● Opdracht
Kun je de regels vanaf het begin van de records tot en met de regel met "pixel 315 233" omzetten naar een JSON-lijst van strings, met één string per regel en zonder lege regels? Laat de afbeeldingen weg uit je antwoord.

Items uit een dataset:
※

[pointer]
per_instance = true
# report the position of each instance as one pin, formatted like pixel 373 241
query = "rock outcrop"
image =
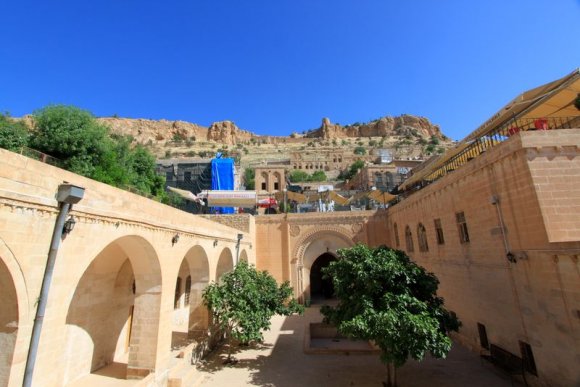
pixel 386 126
pixel 226 132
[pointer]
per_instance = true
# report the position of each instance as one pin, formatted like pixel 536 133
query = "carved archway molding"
pixel 315 233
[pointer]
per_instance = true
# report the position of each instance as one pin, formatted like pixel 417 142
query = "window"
pixel 439 232
pixel 528 358
pixel 177 293
pixel 409 240
pixel 483 341
pixel 462 226
pixel 187 289
pixel 422 238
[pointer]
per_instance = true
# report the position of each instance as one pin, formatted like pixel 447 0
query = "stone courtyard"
pixel 281 362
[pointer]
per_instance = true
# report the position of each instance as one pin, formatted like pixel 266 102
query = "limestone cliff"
pixel 386 126
pixel 144 131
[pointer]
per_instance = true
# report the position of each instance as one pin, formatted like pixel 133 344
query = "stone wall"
pixel 114 281
pixel 525 189
pixel 239 221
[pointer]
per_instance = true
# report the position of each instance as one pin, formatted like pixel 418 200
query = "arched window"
pixel 177 293
pixel 422 238
pixel 409 240
pixel 187 290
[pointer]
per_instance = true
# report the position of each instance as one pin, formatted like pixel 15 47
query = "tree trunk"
pixel 391 376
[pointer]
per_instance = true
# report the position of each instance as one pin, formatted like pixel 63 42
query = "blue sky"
pixel 274 67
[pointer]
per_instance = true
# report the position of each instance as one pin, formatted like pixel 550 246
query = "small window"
pixel 528 358
pixel 483 341
pixel 409 240
pixel 422 238
pixel 462 226
pixel 439 232
pixel 177 293
pixel 187 290
pixel 396 229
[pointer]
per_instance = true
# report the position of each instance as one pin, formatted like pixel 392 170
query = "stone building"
pixel 270 179
pixel 497 219
pixel 382 176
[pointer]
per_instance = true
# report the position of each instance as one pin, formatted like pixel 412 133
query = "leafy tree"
pixel 13 134
pixel 434 140
pixel 385 297
pixel 244 301
pixel 297 176
pixel 71 135
pixel 317 176
pixel 352 170
pixel 249 178
pixel 360 150
pixel 86 147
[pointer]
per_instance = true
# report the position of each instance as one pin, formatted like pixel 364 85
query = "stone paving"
pixel 281 362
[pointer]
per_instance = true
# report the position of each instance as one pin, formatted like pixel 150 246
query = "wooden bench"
pixel 507 361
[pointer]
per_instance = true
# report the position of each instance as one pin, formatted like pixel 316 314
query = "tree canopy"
pixel 244 301
pixel 13 134
pixel 297 176
pixel 86 147
pixel 385 297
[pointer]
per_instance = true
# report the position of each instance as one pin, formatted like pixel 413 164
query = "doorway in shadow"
pixel 321 288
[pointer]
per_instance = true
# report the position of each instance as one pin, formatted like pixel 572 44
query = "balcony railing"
pixel 464 153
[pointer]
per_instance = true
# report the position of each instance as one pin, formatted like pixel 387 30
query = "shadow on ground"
pixel 281 362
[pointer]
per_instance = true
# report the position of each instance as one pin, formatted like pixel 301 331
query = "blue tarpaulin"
pixel 222 178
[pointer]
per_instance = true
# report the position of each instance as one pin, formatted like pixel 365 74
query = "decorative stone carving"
pixel 294 230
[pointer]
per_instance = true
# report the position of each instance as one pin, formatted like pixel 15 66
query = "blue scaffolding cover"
pixel 222 178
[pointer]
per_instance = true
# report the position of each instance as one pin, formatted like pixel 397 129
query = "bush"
pixel 359 150
pixel 244 301
pixel 13 134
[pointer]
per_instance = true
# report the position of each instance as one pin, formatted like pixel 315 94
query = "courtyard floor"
pixel 281 362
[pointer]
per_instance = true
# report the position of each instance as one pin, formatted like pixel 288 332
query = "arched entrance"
pixel 225 264
pixel 308 250
pixel 320 287
pixel 113 317
pixel 190 316
pixel 8 322
pixel 243 256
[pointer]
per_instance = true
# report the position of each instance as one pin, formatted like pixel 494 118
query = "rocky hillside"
pixel 227 133
pixel 404 125
pixel 149 131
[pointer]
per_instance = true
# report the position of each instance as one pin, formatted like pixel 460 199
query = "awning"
pixel 231 198
pixel 381 196
pixel 294 196
pixel 187 195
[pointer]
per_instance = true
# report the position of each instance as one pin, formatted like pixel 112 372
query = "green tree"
pixel 385 297
pixel 359 150
pixel 13 134
pixel 244 301
pixel 71 135
pixel 249 178
pixel 297 175
pixel 317 176
pixel 86 147
pixel 352 170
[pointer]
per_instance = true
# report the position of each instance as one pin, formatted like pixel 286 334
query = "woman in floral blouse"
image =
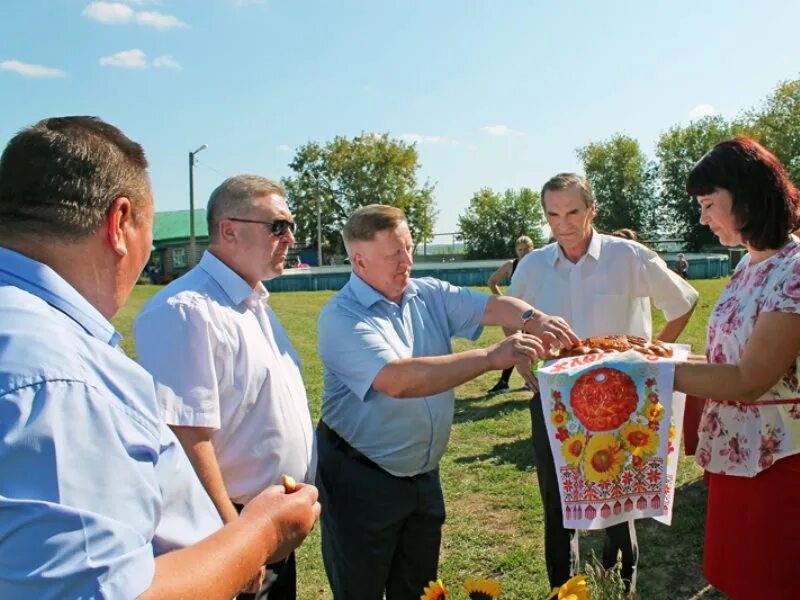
pixel 750 428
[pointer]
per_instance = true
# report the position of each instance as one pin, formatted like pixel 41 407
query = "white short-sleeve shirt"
pixel 221 359
pixel 607 292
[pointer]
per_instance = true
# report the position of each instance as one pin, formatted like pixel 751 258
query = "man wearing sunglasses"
pixel 227 377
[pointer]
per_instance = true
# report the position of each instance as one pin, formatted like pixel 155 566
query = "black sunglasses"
pixel 277 227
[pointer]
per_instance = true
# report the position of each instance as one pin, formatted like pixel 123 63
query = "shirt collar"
pixel 236 288
pixel 367 295
pixel 42 281
pixel 595 245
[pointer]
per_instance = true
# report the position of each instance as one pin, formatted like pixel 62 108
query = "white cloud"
pixel 702 110
pixel 165 61
pixel 109 12
pixel 500 130
pixel 117 12
pixel 28 70
pixel 159 20
pixel 127 59
pixel 421 138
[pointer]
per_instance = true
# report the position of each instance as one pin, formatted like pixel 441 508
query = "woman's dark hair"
pixel 766 204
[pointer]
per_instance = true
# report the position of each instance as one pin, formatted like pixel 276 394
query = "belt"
pixel 341 444
pixel 758 402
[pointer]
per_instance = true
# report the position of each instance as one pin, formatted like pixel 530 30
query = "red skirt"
pixel 753 532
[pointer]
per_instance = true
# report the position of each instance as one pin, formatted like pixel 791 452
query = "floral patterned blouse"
pixel 745 439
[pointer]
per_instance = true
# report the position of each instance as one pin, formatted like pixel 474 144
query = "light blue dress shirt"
pixel 92 485
pixel 360 332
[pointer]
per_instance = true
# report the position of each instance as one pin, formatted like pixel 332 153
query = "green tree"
pixel 623 180
pixel 493 222
pixel 677 150
pixel 777 125
pixel 342 175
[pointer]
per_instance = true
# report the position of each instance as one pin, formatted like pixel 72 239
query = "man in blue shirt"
pixel 97 498
pixel 385 343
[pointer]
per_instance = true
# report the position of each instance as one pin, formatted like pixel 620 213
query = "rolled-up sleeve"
pixel 175 343
pixel 671 294
pixel 464 309
pixel 73 525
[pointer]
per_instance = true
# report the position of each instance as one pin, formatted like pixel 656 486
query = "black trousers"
pixel 561 549
pixel 283 588
pixel 380 533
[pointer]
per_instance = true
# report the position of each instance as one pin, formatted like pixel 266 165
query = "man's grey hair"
pixel 59 177
pixel 565 181
pixel 234 196
pixel 365 222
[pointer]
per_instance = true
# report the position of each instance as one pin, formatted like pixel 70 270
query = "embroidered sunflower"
pixel 655 412
pixel 435 591
pixel 558 417
pixel 603 458
pixel 574 589
pixel 479 588
pixel 639 440
pixel 572 449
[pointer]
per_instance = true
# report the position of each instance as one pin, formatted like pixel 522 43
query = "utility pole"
pixel 319 228
pixel 192 259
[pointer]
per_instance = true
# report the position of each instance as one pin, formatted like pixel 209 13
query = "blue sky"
pixel 496 94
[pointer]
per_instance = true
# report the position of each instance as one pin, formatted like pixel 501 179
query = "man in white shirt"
pixel 228 380
pixel 601 285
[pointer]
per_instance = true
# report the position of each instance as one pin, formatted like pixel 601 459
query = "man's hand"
pixel 554 332
pixel 254 585
pixel 520 349
pixel 292 515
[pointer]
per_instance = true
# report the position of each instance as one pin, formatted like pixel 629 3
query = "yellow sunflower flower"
pixel 655 412
pixel 572 449
pixel 603 458
pixel 435 591
pixel 574 589
pixel 558 417
pixel 639 440
pixel 478 588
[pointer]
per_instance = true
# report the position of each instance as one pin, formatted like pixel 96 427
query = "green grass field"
pixel 494 515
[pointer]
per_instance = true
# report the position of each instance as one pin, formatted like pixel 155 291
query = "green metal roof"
pixel 174 225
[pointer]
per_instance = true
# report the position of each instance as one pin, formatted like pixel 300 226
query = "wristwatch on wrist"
pixel 528 315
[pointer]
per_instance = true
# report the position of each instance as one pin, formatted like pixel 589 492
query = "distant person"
pixel 626 233
pixel 228 380
pixel 750 429
pixel 97 497
pixel 682 266
pixel 523 245
pixel 388 402
pixel 602 285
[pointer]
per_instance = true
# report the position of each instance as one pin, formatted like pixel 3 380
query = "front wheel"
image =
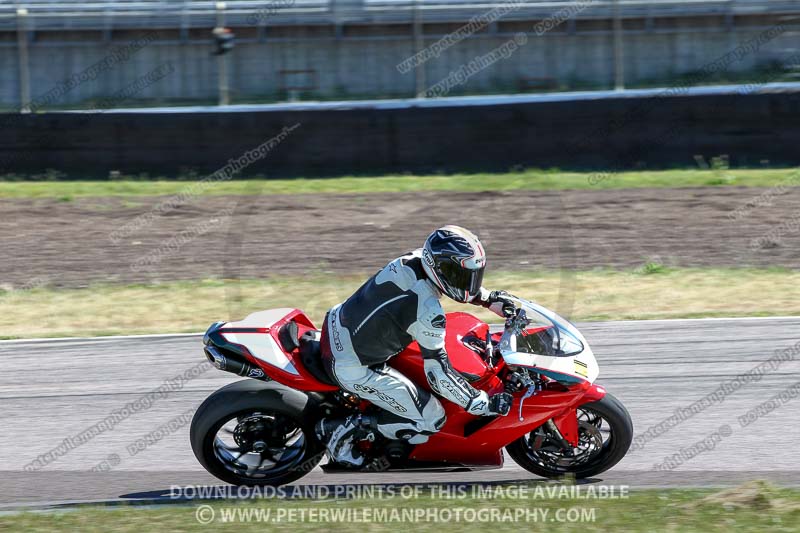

※

● Resultaat
[
  "[pointer]",
  "per_instance = true",
  "# report the position of each instance as one pin, formatted like pixel 373 241",
  "query = \"rock outcrop\"",
  "image =",
  "pixel 386 126",
  "pixel 226 132",
  "[pointer]",
  "per_instance = true",
  "# report the position of each instance as one pin, formatted like pixel 536 133",
  "query = \"carved archway molding\"",
  "pixel 315 233"
]